In response to an EPA investigation, prompted by complaints from consumers unable to achieve the advertised MPG, Hyundai and their subsidiary Kia have lowered the EPA fuel economy ratings for several 2011, 2012 and 2013 models, and plans to compensate around 900,000 owners for the added fuel costs.
The changes affect several Hyundai and Kia models, most notably the Hyundai Elantra sedan, Hyundai Accent, and Kia Rio, all of which were rated for 30 MPG city and 40 MPG highway. These ratings drop to 28/38 for the Elantra, 28/37 for the Accent and automatic Rio, and 29/37 for the manual Rio. The biggest decrease was for the Kia Soul 2-liter, which decreased by 3 MPG in the city and 6 MPG on the highway.
How does something like this happen? It's a little-known fact that the EPA does not actually test most cars -- they allow the manufacturers to do the testing, although they will test and certify the results on some cars. As you can probably surmise, all of the affected vehicles were tested by Hyundai/Kia, and not the EPA.
Hyundai blames the inaccurate estimates on an honest mistake in the testing procedure, and insists that there was no intention to deceive either the EPA or the buying public.

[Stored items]
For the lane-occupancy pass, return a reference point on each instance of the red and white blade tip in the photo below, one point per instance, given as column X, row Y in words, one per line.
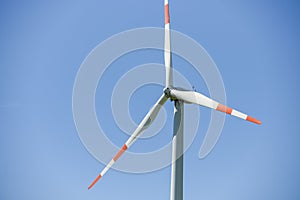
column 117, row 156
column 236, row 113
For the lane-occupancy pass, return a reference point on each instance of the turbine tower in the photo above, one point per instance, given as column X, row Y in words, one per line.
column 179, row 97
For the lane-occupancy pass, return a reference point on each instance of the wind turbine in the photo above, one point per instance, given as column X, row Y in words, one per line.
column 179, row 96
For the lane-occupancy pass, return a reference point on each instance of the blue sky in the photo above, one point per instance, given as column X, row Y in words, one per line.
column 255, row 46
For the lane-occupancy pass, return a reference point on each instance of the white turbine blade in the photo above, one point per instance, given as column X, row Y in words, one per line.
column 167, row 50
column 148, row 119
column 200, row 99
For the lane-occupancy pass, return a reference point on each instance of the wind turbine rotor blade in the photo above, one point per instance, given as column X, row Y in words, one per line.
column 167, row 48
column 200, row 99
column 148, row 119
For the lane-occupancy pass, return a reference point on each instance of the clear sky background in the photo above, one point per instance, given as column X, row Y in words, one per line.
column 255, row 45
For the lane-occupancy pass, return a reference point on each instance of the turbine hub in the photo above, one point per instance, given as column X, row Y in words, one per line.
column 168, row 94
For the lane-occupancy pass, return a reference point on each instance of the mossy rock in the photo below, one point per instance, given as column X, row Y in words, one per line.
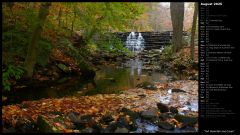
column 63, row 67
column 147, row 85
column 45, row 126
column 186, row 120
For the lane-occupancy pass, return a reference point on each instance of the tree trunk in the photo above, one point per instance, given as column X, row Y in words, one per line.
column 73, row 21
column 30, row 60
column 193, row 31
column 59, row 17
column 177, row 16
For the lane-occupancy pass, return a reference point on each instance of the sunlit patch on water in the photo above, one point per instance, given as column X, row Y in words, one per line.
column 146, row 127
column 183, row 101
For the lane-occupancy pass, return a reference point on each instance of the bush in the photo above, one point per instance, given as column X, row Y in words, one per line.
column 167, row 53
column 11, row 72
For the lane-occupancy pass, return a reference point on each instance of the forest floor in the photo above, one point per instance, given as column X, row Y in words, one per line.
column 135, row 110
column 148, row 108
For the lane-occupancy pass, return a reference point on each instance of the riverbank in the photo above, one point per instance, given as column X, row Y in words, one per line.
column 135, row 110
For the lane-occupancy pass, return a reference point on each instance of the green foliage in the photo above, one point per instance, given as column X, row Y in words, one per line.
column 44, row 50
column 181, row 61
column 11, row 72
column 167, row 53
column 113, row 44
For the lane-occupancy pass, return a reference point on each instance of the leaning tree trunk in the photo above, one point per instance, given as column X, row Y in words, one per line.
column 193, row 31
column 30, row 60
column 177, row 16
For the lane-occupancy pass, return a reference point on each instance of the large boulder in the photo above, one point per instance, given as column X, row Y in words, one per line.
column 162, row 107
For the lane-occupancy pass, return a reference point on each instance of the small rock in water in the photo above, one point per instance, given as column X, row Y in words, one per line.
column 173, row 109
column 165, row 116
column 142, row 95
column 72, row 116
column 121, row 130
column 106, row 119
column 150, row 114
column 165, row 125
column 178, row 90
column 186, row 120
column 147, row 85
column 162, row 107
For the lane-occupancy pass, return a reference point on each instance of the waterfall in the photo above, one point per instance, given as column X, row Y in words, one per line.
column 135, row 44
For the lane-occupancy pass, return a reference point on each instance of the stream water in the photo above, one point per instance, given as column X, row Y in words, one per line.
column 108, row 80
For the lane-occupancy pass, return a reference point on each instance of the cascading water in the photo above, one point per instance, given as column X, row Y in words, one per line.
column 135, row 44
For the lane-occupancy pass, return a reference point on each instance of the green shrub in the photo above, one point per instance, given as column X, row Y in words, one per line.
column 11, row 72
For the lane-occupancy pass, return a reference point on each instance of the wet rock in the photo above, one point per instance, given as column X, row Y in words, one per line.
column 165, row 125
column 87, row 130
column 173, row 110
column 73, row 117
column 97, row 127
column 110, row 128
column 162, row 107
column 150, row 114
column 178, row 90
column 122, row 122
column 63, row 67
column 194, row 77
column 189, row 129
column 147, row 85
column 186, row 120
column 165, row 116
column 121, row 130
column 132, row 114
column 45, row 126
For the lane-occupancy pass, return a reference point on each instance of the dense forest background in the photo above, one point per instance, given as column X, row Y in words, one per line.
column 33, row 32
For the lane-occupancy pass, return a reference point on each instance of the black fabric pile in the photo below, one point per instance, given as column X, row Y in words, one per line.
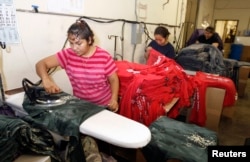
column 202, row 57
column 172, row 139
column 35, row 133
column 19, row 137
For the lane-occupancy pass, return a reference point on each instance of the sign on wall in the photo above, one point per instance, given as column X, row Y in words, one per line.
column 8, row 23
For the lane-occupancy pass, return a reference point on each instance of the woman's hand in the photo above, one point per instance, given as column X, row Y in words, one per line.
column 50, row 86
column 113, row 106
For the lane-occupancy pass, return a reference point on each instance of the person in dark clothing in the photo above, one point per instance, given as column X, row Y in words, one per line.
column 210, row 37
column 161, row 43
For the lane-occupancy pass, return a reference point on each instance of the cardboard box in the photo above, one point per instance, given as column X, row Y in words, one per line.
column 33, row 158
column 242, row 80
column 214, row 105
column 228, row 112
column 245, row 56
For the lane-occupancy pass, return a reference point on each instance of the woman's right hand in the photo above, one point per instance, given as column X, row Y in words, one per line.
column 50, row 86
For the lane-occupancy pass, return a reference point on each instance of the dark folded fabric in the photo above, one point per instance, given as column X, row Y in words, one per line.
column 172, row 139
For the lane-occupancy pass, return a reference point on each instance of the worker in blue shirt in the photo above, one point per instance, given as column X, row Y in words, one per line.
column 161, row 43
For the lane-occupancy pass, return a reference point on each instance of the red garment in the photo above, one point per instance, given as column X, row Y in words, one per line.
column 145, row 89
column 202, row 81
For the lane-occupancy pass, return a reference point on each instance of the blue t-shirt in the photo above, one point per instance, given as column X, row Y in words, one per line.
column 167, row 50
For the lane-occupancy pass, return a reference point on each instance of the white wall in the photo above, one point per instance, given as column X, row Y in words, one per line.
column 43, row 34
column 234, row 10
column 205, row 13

### Task instructions
**1.** Name every car model the article on Hyundai and Kia fuel economy ratings mentions, treating the automatic and manual Rio as one model.
**2.** Translate this sentence from the fuel economy article into Spanish: "Hyundai blames the inaccurate estimates on an honest mistake in the testing procedure, and insists that there was no intention to deceive either the EPA or the buying public."
**3.** Pick up the article on the Hyundai and Kia fuel economy ratings after its final sentence.

### Written answers
**1.**
Hyundai Elantra sedan
Hyundai Accent
Kia Rio
Kia Soul 2-liter

**2.** Hyundai atribuye las estimaciones inexactas a un error involuntario en el procedimiento de prueba e insiste en que no hubo intención de engañar ni a la EPA ni al público comprador.

**3.**
Hyundai plans to compensate owners of the affected cars in the form of a debit card. The compensation amount will be calculated based on the difference in the combined EPA fuel economy estimates, fuel prices in the owner's vicinity, and the mileage driven anually, plus fifteen percent. A Los Angeles Elantra owner who drives 12,000 miles per year can expect compensation of about $55 per year.
Along with the 2011-13 Elantra sedan, 2012-13 Accent and 2012-13 Rio, affected Hyundai models include the 2013-13 Azera, 2013 Elantra Coupe, 2013 Elantra GT, 2012-13 Genesis Sedan, 2013 Santa Fe, 2011-13 Sonata Hybrid, 2012-13 Tucson, 2012-13 Veloster and 2013 Veloster Turbo. Affected Kias are the 2012-13 Optima Hybrid, 2012-13 Sorento 2.4, 2012-13 Soul, and 2012-13 Sportage.